▶ [Records of labeled points]
-.-.-
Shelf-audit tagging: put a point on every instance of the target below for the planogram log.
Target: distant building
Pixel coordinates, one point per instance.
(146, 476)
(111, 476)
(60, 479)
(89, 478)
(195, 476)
-.-.-
▶ [WORK TO BE COMPLETED]
Rewrite every line of the data above, including the labeling instructions, and shift each coordinate in the answers by adding 22 to it.

▶ [WORKED ANSWER]
Shelf-audit tagging: put a point on every instance of the target below for the planogram log.
Target: distant building
Pixel coordinates, one point per instance.
(168, 498)
(133, 498)
(82, 501)
(111, 500)
(217, 498)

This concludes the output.